カなお被告は,特許法旧17条の2第4項2号「特許請求の範囲の減縮」にいう「減縮」とは,発明を特定するために必要な事項を「限定する」ことであり,これに該当するといえるためには,補正後の一つ以上の発明を特定するための事項が補正前の発明を特定するための事項に対して,概念的に下位になっていることを要するものであると主張するところ,同主張は,補正が「特許請求の範囲の減縮」(特許法旧17条の2第4項2号)に該当するためには,これに該当する個々の補正事項のすべてにおいて下位概念に変更されることを要するとの趣旨を含むものと解される。
 しかし,特許請求の範囲の減縮は当該請求項の解釈において減縮の有無を判断すべきものであって,当該請求項の範囲内における各補正事項のみを個別にみて決すべきものではないのであるから,被告の上記主張が減縮の場合を後者の場合に限定する趣旨であれば,その主張は前提において誤りであるといわざるを得ない。
 また,特許請求の範囲の一部を減縮する場合に,当該部分とそれ以外の部分との整合性を担保するため,当該減縮部分以外の事項について字句の変更を行う必要性が生じる場合のあることは明らかであって,このような趣旨に基づく変更は,これにより特許請求の範囲を拡大ないし不明瞭にする等,補正の他の要件に抵触するものでない限り排除されるべきものではなく,この場合に当該補正部分の文言自体には減縮が存しなかったとしても,これが特許法旧17条の2第4項2号と矛盾するものではない。

やってみよう: 原文の「カなお被告は,特許法旧17条」から「の趣旨を含むものと解される。」までを両端も含めて書き写し、その際「被告」を「被控訴人」に改めること。 原文だけを手がかりにしてください。

抽出レコード:

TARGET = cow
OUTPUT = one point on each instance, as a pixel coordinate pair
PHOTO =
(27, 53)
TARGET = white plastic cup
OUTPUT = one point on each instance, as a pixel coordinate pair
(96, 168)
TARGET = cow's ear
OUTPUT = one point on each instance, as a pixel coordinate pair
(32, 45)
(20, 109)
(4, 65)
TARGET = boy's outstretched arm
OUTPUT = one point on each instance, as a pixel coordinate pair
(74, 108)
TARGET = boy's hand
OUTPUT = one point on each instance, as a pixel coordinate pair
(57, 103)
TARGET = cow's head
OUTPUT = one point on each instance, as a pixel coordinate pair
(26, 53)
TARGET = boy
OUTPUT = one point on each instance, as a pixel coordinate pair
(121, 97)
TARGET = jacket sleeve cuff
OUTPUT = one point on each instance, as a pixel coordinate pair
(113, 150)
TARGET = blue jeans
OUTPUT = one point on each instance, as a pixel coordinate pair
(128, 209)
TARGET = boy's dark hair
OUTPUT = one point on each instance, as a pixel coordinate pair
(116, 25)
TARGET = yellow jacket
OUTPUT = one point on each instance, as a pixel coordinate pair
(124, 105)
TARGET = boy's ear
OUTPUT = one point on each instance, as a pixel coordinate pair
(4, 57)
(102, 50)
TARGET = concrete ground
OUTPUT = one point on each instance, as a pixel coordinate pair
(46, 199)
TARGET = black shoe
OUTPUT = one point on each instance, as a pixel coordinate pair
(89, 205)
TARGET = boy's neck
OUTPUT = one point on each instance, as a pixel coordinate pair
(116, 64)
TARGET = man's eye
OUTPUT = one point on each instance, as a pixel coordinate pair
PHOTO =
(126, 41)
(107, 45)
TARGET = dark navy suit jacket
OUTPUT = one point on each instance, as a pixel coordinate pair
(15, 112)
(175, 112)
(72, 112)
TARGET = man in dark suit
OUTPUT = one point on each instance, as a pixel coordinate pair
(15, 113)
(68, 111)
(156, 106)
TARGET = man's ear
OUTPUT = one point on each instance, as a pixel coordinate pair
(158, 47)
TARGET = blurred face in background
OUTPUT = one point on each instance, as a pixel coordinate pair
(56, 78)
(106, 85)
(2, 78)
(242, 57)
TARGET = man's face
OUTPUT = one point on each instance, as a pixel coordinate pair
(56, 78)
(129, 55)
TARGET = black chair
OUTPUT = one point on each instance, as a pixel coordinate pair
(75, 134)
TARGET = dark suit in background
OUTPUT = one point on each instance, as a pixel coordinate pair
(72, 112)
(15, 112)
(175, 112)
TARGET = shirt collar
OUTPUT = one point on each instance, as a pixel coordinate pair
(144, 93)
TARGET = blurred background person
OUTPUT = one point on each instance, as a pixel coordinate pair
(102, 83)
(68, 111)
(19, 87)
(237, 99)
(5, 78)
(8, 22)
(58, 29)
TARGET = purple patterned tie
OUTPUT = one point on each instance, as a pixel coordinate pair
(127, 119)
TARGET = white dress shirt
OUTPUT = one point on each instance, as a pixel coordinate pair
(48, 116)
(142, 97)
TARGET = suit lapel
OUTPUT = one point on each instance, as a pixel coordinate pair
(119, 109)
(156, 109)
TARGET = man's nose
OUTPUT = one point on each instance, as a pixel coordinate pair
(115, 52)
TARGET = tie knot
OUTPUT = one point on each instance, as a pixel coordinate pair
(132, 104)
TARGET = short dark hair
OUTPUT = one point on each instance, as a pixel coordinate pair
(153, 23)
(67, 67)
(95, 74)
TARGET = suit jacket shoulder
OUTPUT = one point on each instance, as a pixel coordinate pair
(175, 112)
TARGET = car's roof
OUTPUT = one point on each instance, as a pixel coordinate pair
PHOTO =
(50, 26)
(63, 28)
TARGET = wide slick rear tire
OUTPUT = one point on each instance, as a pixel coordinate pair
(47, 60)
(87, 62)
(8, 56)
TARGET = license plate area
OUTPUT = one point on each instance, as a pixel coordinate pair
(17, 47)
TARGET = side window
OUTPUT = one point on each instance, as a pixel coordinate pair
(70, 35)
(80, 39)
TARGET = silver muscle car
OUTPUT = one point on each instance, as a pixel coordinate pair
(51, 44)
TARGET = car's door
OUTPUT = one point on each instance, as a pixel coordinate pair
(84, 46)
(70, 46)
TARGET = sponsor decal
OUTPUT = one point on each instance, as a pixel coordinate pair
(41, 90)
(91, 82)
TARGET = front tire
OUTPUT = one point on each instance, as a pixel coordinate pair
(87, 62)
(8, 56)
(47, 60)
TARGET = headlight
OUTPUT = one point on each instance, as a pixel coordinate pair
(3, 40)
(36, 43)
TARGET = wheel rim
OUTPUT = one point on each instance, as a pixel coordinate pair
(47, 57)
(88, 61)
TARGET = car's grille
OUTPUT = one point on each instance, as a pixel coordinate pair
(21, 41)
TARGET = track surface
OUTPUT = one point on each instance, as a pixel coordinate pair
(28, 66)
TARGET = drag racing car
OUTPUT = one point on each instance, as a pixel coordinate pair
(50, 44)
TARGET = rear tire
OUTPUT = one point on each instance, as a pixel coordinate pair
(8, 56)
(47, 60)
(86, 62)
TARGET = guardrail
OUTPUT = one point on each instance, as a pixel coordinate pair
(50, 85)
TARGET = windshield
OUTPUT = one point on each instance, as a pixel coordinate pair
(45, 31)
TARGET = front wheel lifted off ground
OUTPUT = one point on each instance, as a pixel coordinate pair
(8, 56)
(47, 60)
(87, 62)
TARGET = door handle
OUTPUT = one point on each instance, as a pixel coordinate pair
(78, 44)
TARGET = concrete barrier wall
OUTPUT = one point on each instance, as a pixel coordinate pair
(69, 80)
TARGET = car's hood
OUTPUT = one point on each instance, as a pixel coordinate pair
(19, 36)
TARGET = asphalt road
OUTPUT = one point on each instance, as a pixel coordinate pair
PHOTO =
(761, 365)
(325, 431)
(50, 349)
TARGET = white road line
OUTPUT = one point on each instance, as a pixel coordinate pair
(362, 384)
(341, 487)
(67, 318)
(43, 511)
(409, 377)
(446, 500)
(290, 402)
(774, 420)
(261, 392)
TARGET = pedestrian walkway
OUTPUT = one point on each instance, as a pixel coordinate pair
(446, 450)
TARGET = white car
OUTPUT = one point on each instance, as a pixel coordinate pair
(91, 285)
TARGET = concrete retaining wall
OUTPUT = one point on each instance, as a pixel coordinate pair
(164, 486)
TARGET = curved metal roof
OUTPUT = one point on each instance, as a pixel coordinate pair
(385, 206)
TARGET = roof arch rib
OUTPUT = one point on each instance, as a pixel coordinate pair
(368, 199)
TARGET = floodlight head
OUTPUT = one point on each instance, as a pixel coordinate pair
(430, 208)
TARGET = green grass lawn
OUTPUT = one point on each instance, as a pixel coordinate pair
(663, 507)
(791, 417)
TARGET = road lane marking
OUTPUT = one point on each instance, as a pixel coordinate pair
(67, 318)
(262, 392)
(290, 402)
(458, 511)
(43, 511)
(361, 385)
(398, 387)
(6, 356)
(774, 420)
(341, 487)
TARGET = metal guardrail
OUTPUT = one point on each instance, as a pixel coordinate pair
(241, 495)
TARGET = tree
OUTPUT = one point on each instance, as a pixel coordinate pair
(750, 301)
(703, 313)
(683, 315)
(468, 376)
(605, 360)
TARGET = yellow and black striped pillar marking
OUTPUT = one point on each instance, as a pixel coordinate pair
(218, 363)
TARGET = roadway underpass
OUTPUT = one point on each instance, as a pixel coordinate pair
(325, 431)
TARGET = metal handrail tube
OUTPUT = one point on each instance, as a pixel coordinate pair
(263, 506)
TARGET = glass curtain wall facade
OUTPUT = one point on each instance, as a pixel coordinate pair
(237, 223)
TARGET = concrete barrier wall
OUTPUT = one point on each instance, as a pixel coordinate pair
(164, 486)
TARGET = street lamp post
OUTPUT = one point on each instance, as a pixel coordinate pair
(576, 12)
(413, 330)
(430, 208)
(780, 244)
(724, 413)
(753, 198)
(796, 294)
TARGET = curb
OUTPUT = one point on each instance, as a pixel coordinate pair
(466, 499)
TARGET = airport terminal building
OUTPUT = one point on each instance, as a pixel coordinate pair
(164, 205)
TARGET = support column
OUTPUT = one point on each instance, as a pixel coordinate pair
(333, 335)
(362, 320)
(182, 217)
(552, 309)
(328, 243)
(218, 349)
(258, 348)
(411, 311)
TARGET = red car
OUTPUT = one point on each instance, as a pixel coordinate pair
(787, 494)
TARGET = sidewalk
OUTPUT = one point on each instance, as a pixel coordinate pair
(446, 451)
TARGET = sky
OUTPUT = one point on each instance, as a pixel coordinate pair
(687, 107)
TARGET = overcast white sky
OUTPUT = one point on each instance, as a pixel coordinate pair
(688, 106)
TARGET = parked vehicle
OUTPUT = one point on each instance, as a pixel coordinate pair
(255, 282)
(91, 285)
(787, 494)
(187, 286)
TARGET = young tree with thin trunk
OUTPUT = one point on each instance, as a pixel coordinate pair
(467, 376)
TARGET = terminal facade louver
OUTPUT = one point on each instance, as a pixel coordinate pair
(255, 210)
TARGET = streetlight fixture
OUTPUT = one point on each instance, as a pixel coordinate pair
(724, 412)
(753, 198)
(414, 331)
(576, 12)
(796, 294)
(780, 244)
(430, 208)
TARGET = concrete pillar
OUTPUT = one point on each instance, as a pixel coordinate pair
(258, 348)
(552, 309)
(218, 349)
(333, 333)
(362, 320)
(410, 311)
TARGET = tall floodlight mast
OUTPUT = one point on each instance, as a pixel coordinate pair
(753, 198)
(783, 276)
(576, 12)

* * *

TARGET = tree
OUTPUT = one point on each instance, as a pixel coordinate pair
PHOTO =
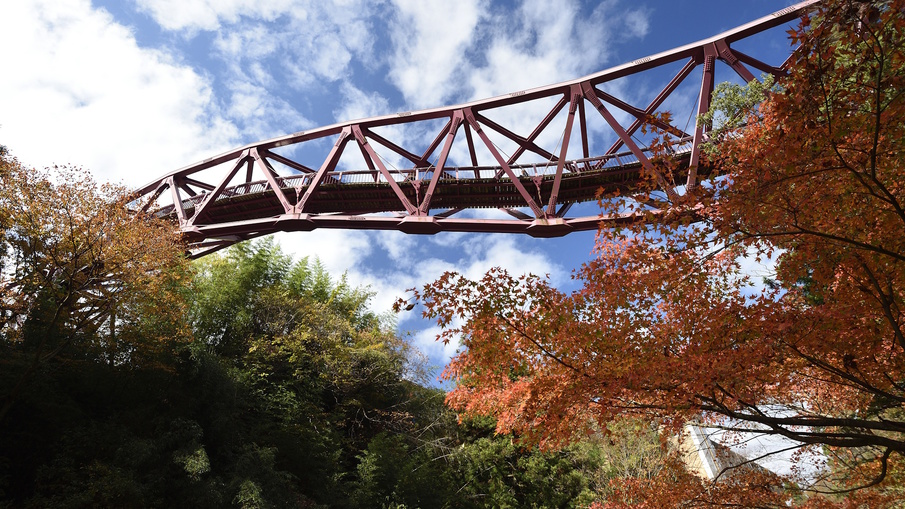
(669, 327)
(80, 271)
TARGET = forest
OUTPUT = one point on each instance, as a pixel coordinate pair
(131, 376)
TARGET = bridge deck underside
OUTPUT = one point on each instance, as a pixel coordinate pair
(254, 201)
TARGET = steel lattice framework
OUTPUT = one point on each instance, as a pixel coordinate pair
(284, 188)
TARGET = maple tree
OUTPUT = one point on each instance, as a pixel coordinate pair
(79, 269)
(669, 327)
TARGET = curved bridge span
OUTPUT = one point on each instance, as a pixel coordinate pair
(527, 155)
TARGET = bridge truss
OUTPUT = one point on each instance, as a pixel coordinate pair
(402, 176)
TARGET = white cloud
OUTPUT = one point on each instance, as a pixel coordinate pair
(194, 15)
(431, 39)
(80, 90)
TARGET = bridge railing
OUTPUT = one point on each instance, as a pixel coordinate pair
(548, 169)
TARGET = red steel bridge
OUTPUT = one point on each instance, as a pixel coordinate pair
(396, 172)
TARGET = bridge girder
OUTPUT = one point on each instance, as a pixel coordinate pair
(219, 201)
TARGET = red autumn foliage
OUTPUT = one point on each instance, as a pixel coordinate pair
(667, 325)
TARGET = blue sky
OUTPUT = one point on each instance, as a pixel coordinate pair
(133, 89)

...

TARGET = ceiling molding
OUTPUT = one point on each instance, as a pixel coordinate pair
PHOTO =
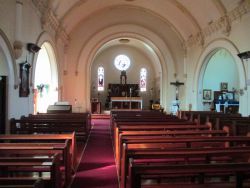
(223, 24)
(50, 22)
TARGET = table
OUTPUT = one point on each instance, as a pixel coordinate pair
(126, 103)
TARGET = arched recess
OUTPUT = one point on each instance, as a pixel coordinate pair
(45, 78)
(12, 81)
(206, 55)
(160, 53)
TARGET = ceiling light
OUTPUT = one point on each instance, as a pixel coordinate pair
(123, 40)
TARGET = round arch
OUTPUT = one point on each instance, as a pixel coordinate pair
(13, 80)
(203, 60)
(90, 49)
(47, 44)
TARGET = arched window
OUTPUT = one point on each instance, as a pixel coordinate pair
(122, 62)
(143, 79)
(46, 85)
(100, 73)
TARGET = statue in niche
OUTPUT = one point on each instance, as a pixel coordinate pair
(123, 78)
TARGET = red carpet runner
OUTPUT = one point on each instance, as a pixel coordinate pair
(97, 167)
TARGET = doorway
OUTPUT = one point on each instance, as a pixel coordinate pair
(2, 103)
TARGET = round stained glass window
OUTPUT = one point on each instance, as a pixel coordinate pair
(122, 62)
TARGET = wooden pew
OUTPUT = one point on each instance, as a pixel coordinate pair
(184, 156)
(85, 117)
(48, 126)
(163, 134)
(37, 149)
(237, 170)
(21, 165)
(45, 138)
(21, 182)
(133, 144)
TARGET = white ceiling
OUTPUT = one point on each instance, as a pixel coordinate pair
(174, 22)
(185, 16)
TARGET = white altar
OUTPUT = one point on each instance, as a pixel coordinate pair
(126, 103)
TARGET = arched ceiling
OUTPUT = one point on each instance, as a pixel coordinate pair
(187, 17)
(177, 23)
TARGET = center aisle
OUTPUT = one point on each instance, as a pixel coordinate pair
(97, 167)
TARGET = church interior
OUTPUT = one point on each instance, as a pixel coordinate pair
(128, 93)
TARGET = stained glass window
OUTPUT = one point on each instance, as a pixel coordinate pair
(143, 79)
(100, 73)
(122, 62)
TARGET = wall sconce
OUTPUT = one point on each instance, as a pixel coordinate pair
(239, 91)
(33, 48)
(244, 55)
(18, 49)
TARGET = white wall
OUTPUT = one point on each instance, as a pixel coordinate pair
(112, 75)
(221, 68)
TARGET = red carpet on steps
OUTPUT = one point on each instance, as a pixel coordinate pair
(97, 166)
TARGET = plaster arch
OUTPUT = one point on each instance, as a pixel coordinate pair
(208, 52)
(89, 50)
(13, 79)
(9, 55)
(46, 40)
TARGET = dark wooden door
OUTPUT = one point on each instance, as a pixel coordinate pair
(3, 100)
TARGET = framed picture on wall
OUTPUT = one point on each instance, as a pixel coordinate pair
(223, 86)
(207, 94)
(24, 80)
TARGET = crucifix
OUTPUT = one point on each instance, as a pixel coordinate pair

記述解答:
カなお被控訴人は,特許法旧17条の2第4項2号「特許請求の範囲の減縮」にいう「減縮」とは,発明を特定するために必要な事項を「限定する」ことであり,これに該当するといえるためには,補正後の一つ以上の発明を特定するための事項が補正前の発明を特定するための事項に対して,概念的に下位になっていることを要するものであると主張するところ,同主張は,補正が「特許請求の範囲の減縮」(特許法旧17条の2第4項2号)に該当するためには,これに該当する個々の補正事項のすべてにおいて下位概念に変更されることを要するとの趣旨を含むものと解される。